* begin Extracted entries *

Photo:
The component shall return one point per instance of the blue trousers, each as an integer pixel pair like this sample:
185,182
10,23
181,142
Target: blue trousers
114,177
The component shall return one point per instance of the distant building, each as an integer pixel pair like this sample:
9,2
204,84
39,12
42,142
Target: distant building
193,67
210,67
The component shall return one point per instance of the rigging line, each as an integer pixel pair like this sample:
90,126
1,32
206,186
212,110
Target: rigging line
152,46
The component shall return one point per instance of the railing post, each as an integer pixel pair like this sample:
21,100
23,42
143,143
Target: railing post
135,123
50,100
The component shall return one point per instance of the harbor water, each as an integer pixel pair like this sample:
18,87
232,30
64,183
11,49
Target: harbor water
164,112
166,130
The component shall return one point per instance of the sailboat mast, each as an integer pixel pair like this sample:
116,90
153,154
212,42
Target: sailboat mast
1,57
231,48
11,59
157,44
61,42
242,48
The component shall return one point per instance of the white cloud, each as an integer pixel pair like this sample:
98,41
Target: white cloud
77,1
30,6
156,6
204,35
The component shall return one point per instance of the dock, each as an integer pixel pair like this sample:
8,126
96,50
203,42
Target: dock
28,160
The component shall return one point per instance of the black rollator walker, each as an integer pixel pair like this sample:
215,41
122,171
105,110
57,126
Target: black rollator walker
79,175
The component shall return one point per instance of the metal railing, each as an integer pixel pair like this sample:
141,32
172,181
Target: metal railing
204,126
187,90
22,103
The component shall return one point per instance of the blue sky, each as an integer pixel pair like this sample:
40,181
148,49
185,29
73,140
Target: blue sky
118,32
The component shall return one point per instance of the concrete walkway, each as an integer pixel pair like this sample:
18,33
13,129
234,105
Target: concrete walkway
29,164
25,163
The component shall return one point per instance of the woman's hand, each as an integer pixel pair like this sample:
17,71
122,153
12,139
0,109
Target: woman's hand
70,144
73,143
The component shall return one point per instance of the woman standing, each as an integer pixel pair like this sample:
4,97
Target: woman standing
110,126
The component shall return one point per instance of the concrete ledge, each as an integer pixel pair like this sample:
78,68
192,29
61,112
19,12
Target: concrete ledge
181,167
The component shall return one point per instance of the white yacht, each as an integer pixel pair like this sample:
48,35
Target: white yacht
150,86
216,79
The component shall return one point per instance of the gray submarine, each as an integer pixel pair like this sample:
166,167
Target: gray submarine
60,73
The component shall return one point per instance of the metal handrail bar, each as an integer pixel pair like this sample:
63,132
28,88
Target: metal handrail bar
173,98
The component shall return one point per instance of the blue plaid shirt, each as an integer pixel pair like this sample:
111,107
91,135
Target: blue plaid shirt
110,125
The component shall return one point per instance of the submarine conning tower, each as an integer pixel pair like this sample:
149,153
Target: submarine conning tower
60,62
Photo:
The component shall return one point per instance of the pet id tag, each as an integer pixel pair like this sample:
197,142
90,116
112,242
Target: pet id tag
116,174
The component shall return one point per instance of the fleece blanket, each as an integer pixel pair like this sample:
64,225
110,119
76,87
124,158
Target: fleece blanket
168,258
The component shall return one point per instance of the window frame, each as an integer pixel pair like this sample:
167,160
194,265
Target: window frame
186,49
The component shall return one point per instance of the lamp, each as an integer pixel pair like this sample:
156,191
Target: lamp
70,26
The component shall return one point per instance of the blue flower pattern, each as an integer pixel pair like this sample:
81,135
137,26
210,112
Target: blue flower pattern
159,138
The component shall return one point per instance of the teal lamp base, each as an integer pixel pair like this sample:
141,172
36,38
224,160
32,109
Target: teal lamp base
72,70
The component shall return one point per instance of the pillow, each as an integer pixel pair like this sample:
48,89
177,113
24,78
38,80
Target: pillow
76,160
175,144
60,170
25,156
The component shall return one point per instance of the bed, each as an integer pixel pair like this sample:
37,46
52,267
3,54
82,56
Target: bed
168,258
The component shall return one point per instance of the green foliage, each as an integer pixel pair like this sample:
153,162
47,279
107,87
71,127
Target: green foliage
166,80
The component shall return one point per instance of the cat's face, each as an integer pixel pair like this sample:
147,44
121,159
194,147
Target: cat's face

* end Extracted entries *

◆ Task requirements
Please copy all of the records above line for line, without changing anything.

◆ Worked answer
Photo:
The component shall return one point per instance of the blue trousers, each as an integer pixel pair like this sample:
185,182
10,23
181,142
Target: blue trousers
114,177
The component shall return one point per instance of the distant building, each as an integer pixel pair like this sample:
9,2
204,84
39,12
42,142
Target: distant building
193,67
210,67
The component shall return one point per instance of the rigging line, each as an integer pixel pair like this sample:
90,126
1,32
206,186
212,110
Target: rigging line
152,46
The component shall return one point per instance of the railing post, each as an integer pixel pair like this sample:
21,100
23,42
143,143
Target: railing post
135,123
50,100
The component shall return one point per instance of the harbor water, each as an integer pixel pair like this sample:
18,87
232,30
64,183
11,49
Target: harbor water
164,112
166,130
The component shall return one point per instance of the sailboat mast, each as an integer pixel pair like this sample:
116,90
153,154
212,42
Target: sailboat mast
1,57
231,48
11,59
157,44
61,42
242,48
The component shall return one point per instance of the white cloud, each as an integer pixel pair like this sample:
98,41
Target: white cloud
77,1
30,6
156,6
204,35
The component shall return one point per instance of the dock, each as an integer pixel pair like this sample:
8,126
96,50
203,42
Target: dock
28,160
The component shall return one point per instance of the black rollator walker, each as an integer pixel pair like this sample:
215,41
122,171
105,110
57,126
Target: black rollator walker
79,175
The component shall return one point per instance of the metal railing, each as an integer pixel pair like this sample:
141,32
172,181
Target: metal railing
204,126
187,90
22,103
The component shall return one point per instance of the blue sky, each as an integer pixel pair like this sample:
40,181
148,49
185,29
73,140
Target: blue sky
118,32
The component shall return one point per instance of the concrete walkway, each as an integer pixel pair like this sample:
18,33
13,129
234,105
Target: concrete walkway
29,164
25,163
The component shall return one point per instance of the woman's hand, each as an integer pixel pair like this sample:
17,71
122,153
12,139
0,109
Target: woman's hand
70,144
73,143
The component shall return one point per instance of the woman standing, each as an integer pixel pair like this sample:
4,97
Target: woman standing
110,126
The component shall return one point per instance of the concrete ledge, each as an integer pixel pair like this sample:
78,68
192,29
61,112
19,12
Target: concrete ledge
181,167
The component shall return one point per instance of the white yacht, each as an integer pixel pair like this sample:
48,35
Target: white yacht
150,86
216,79
The component shall return one point per instance of the gray submarine, each as an integer pixel pair like this sample:
166,167
Target: gray submarine
60,73
The component shall return one point per instance of the metal handrail bar, each as an integer pixel pair like this sample:
63,132
28,88
Target: metal handrail bar
173,98
The component shall return one point per instance of the blue plaid shirt, each as an integer pixel pair like this sample:
111,107
91,135
Target: blue plaid shirt
110,125
The component shall return one point per instance of the submarine conning tower, each as an integer pixel pair like this sample:
149,153
Target: submarine conning tower
60,62
Photo:
The component shall return one point per instance of the pet id tag, each as an integer pixel pair like this sample:
197,142
90,116
112,242
Target: pet id tag
116,174
The component shall return one point per instance of the fleece blanket, each as an integer pixel pair like this sample:
64,225
110,119
76,87
124,158
Target: fleece blanket
168,258
The component shall return one point per instance of the window frame, each as an integer pixel pair like this sample:
167,160
194,265
Target: window frame
186,49
The component shall return one point per instance of the lamp, each as an integer pixel pair like this sample:
156,191
Target: lamp
70,26
The component shall return one point per instance of the blue flower pattern, each as an integer pixel pair like this sample:
81,135
137,26
210,112
Target: blue flower pattern
159,138
The component shall return one point per instance of the teal lamp base, each as an integer pixel pair like this sample:
141,172
36,38
224,160
32,109
Target: teal lamp base
72,70
The component shall return one point per instance of the pillow, each as an integer pixel pair like this sample:
48,89
177,113
24,78
38,80
Target: pillow
76,160
175,144
60,170
25,156
The component shall return one point per instance of the bed, each as an integer pixel pair like this sample:
37,46
52,267
3,54
82,56
Target: bed
168,258
The component shall return one point per instance of the green foliage, each as an integer pixel pair like this sample:
153,162
47,279
107,87
71,127
Target: green foliage
166,80
The component shall return one point per instance of the cat's face, each as an integer pixel pair like this sample:
147,44
121,159
194,147
Target: cat's face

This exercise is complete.